------ DATA ENTRIES

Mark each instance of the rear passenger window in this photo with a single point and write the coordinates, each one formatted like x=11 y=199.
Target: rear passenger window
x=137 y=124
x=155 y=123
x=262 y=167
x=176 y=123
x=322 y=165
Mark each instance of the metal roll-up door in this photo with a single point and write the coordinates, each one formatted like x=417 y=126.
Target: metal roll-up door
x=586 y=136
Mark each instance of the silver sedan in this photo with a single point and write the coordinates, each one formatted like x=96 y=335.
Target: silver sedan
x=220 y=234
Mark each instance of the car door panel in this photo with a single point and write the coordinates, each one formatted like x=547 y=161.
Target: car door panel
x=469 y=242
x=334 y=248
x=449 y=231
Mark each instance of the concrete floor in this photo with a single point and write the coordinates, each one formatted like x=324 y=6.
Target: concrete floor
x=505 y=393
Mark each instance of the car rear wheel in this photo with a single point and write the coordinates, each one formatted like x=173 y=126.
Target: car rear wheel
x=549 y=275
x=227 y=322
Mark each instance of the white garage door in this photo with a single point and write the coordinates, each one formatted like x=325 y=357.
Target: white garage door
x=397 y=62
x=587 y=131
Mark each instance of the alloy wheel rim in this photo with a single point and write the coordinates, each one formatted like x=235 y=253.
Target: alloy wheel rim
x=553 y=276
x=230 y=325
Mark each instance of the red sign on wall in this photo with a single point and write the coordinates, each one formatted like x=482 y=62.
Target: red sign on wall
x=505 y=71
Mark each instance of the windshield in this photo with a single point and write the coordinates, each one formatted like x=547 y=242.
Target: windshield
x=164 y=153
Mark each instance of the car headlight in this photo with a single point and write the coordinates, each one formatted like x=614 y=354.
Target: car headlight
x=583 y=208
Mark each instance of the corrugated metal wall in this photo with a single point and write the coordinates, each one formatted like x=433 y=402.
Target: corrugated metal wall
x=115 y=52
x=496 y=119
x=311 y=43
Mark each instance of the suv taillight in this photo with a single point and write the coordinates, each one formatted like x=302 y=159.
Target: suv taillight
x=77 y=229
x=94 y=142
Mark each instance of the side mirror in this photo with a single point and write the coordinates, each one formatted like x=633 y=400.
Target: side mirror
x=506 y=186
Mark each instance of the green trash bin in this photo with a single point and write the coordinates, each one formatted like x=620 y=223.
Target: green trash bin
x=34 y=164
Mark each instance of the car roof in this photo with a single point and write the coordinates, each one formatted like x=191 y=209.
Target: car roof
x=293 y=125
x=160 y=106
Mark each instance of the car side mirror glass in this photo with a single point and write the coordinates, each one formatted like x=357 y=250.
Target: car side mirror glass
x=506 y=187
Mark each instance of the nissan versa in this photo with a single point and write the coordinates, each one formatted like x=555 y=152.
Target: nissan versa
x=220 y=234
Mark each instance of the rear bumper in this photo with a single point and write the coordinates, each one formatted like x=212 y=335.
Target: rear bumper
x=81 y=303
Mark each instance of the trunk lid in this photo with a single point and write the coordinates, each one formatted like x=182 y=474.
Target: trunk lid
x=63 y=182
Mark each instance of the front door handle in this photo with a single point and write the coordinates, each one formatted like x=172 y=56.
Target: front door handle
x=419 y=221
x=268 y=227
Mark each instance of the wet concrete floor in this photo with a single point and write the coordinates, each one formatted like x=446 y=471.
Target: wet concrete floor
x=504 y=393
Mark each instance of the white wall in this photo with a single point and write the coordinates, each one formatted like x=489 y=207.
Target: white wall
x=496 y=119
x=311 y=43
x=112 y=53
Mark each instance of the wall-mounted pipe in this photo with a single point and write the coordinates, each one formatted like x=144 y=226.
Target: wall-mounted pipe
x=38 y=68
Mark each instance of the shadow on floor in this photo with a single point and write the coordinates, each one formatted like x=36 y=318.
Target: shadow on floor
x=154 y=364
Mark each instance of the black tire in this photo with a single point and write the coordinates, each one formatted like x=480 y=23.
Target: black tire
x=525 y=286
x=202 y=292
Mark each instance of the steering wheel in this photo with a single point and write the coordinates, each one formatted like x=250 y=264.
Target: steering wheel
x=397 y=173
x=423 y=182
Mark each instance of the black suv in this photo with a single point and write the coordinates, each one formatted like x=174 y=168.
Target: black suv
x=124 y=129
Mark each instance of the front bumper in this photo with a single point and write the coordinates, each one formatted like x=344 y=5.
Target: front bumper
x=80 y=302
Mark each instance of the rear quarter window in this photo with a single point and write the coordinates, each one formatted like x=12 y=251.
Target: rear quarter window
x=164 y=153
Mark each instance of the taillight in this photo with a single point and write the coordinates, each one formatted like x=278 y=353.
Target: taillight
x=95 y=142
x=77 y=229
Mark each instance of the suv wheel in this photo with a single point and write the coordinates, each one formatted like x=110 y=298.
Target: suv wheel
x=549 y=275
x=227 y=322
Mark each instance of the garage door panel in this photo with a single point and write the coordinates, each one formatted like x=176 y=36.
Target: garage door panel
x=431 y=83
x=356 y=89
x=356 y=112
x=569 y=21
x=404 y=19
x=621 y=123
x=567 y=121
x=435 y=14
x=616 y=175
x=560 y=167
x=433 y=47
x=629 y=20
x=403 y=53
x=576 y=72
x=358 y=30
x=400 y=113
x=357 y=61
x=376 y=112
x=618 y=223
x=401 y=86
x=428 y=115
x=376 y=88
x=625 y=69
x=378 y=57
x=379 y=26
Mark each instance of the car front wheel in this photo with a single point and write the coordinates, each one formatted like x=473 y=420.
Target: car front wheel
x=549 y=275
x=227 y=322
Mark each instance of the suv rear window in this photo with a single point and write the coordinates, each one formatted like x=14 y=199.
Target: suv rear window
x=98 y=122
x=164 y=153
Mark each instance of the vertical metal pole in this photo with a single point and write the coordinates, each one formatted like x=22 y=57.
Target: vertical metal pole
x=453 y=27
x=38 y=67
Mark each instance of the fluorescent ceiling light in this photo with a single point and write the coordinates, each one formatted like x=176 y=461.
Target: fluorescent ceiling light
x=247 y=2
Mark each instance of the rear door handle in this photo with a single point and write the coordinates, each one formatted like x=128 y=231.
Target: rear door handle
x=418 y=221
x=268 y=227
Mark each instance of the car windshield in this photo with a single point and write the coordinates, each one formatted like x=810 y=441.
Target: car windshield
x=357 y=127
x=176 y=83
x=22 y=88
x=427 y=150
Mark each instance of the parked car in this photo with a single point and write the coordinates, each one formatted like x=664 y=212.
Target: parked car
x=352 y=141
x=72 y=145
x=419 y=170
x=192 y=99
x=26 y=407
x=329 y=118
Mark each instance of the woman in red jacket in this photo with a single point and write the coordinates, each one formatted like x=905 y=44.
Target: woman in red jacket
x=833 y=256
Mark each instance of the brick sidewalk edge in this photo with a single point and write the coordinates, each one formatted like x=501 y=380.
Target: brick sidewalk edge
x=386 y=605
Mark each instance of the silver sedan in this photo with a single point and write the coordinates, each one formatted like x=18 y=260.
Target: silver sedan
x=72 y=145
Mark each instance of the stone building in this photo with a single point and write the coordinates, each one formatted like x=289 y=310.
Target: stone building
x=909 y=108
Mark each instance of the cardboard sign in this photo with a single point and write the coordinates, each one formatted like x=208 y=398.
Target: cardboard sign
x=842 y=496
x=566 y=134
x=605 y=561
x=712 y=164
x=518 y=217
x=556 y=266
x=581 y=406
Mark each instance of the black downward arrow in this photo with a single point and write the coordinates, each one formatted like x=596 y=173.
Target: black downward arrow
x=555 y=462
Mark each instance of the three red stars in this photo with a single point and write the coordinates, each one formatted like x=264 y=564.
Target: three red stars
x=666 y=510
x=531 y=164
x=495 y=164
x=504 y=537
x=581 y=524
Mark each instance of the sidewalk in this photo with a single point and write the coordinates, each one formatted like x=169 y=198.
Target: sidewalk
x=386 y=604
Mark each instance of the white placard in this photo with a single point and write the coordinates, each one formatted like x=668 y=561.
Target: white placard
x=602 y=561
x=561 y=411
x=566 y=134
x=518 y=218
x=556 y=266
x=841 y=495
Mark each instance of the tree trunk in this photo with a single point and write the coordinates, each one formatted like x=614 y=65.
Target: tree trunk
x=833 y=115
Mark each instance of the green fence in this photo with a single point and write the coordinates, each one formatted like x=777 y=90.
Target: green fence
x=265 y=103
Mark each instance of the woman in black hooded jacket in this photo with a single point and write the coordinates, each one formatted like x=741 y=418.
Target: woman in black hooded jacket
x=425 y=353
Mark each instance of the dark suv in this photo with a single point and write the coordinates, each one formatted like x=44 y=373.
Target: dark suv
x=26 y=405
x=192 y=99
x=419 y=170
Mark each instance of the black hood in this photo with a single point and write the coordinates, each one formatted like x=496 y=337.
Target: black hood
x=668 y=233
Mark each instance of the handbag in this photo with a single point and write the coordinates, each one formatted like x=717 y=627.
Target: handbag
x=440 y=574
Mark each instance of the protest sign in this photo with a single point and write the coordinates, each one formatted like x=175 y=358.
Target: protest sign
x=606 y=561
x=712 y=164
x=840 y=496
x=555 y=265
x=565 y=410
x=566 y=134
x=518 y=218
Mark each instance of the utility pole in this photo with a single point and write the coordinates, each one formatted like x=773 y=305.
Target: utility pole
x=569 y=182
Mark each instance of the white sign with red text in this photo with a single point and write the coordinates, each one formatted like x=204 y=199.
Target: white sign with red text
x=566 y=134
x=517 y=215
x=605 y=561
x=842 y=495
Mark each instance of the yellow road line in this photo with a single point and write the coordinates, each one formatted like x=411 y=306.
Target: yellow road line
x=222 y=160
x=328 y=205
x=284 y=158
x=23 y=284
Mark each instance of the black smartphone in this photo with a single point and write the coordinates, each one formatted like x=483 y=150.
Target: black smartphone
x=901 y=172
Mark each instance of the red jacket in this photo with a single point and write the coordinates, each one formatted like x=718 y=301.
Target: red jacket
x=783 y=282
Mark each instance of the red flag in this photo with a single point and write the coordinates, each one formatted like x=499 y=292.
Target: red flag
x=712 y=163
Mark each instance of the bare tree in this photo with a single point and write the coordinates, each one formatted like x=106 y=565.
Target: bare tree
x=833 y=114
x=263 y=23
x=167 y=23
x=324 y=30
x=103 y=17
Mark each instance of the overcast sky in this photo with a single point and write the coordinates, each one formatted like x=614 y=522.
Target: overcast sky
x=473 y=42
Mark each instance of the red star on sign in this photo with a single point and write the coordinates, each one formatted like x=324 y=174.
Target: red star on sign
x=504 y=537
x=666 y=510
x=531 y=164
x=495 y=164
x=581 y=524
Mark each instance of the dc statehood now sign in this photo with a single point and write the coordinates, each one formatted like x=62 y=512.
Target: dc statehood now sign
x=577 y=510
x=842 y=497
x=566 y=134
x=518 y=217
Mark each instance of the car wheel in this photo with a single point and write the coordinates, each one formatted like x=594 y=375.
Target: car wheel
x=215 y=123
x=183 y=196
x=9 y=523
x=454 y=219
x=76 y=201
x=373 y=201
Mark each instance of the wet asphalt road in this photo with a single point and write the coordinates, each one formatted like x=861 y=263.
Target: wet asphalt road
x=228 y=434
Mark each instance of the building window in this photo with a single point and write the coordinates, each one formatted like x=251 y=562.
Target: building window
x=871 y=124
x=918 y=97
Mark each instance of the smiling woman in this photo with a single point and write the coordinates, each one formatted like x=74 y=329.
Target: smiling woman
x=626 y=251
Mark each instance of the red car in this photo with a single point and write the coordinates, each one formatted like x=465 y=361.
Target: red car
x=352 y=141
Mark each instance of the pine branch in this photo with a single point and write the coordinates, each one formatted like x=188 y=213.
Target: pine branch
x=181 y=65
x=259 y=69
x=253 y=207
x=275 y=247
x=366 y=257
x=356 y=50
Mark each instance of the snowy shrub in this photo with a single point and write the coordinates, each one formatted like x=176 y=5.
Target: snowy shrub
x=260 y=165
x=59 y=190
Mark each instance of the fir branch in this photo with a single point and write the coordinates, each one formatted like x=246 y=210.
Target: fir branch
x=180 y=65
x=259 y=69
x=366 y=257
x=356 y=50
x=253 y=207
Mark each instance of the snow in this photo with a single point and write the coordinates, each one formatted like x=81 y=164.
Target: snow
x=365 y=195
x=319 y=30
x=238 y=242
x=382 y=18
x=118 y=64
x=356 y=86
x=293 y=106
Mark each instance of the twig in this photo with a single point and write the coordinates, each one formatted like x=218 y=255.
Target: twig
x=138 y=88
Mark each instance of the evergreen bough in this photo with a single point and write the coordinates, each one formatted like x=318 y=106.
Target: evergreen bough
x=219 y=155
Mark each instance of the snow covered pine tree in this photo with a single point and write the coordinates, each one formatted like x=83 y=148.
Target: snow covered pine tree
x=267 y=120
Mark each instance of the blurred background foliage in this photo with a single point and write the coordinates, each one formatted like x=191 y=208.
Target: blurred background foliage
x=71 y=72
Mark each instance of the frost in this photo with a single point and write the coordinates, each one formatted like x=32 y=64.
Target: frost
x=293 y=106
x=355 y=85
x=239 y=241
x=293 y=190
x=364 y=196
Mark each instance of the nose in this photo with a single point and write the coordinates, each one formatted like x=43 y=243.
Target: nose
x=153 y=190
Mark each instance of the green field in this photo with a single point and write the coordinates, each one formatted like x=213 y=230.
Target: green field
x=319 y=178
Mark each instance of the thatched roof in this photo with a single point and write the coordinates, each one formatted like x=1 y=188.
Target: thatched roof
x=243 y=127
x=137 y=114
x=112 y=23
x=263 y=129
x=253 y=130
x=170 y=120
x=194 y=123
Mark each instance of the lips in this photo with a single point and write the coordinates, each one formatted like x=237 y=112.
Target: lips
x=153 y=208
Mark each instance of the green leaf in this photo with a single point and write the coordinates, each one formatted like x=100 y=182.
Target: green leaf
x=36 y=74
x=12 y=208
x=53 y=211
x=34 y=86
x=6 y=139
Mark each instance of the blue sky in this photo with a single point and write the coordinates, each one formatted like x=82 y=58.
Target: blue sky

------------

● **DIRECTIVE**:
Extract, verbatim, the lines from the one containing "Mark each instance of the nose" through the last line of the listing above.

● **FINAL RESULT**:
Mark each instance of the nose in this photo with a single point and write the coordinates, each one formatted like x=43 y=243.
Target: nose
x=153 y=190
Mark each instance of the green field in this photo with a single point and write the coordinates, each one formatted like x=213 y=230.
Target: green field
x=319 y=178
Mark each instance of the thatched roof in this photo with a single point and write the coordinates, each one formatted like x=1 y=188.
Target: thatched roof
x=243 y=127
x=137 y=114
x=112 y=23
x=263 y=129
x=253 y=130
x=170 y=120
x=194 y=123
Mark each instance of the lips in this photo with a single point and write the coordinates, each one formatted like x=237 y=112.
Target: lips
x=153 y=208
Mark each instance of the green leaf in this photo with a single point and write the coordinates, each one formatted like x=100 y=182.
Target: green leaf
x=36 y=74
x=12 y=208
x=53 y=211
x=34 y=86
x=6 y=139
Mark each instance of the blue sky in this photo with a single point and write the coordinates, each one formatted like x=82 y=58.
Target: blue sky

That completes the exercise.